(Extracted data entries)
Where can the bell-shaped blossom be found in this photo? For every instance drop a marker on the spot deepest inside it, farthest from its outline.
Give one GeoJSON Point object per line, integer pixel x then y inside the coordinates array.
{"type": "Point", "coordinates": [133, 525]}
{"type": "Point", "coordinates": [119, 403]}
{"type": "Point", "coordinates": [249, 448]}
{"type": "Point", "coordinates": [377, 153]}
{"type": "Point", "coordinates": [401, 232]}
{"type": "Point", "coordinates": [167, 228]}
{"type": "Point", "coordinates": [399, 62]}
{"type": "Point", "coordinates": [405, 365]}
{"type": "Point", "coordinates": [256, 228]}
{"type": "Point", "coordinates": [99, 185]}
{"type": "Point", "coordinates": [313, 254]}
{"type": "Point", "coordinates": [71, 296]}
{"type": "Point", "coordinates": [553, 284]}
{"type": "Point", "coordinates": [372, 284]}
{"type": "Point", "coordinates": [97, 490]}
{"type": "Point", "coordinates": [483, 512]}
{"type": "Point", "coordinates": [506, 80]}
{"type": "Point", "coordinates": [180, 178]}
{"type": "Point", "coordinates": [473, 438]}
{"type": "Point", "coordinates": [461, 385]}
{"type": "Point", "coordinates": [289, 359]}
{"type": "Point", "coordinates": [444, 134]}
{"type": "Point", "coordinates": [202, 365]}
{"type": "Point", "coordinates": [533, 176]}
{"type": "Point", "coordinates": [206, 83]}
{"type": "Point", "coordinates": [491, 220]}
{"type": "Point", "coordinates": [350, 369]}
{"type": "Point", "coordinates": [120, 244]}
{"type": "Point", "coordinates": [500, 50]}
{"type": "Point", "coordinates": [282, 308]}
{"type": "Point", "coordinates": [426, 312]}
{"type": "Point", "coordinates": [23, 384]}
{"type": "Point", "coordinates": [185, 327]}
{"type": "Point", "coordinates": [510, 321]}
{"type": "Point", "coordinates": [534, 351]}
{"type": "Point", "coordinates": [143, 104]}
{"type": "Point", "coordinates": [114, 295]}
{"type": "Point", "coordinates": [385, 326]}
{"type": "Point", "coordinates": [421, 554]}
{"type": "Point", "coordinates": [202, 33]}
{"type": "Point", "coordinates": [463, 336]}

Short exercise: Repeat every line of the data above word for word.

Task output:
Where can the bell-shaped blossom be found in this photo? For every instance drop a marker on the spot deepest inside it, farthest from its outline.
Give one GeoJSON Point object per line, integer pixel x then y inside the coordinates array.
{"type": "Point", "coordinates": [133, 525]}
{"type": "Point", "coordinates": [119, 403]}
{"type": "Point", "coordinates": [249, 448]}
{"type": "Point", "coordinates": [377, 153]}
{"type": "Point", "coordinates": [401, 232]}
{"type": "Point", "coordinates": [167, 228]}
{"type": "Point", "coordinates": [399, 62]}
{"type": "Point", "coordinates": [405, 365]}
{"type": "Point", "coordinates": [256, 228]}
{"type": "Point", "coordinates": [99, 185]}
{"type": "Point", "coordinates": [313, 254]}
{"type": "Point", "coordinates": [71, 296]}
{"type": "Point", "coordinates": [553, 284]}
{"type": "Point", "coordinates": [372, 284]}
{"type": "Point", "coordinates": [97, 490]}
{"type": "Point", "coordinates": [483, 512]}
{"type": "Point", "coordinates": [506, 80]}
{"type": "Point", "coordinates": [180, 178]}
{"type": "Point", "coordinates": [473, 438]}
{"type": "Point", "coordinates": [461, 385]}
{"type": "Point", "coordinates": [289, 359]}
{"type": "Point", "coordinates": [444, 134]}
{"type": "Point", "coordinates": [202, 365]}
{"type": "Point", "coordinates": [533, 176]}
{"type": "Point", "coordinates": [206, 83]}
{"type": "Point", "coordinates": [491, 220]}
{"type": "Point", "coordinates": [350, 369]}
{"type": "Point", "coordinates": [120, 244]}
{"type": "Point", "coordinates": [500, 50]}
{"type": "Point", "coordinates": [282, 308]}
{"type": "Point", "coordinates": [426, 312]}
{"type": "Point", "coordinates": [23, 384]}
{"type": "Point", "coordinates": [185, 327]}
{"type": "Point", "coordinates": [510, 321]}
{"type": "Point", "coordinates": [534, 351]}
{"type": "Point", "coordinates": [143, 104]}
{"type": "Point", "coordinates": [114, 295]}
{"type": "Point", "coordinates": [385, 326]}
{"type": "Point", "coordinates": [421, 554]}
{"type": "Point", "coordinates": [202, 33]}
{"type": "Point", "coordinates": [463, 336]}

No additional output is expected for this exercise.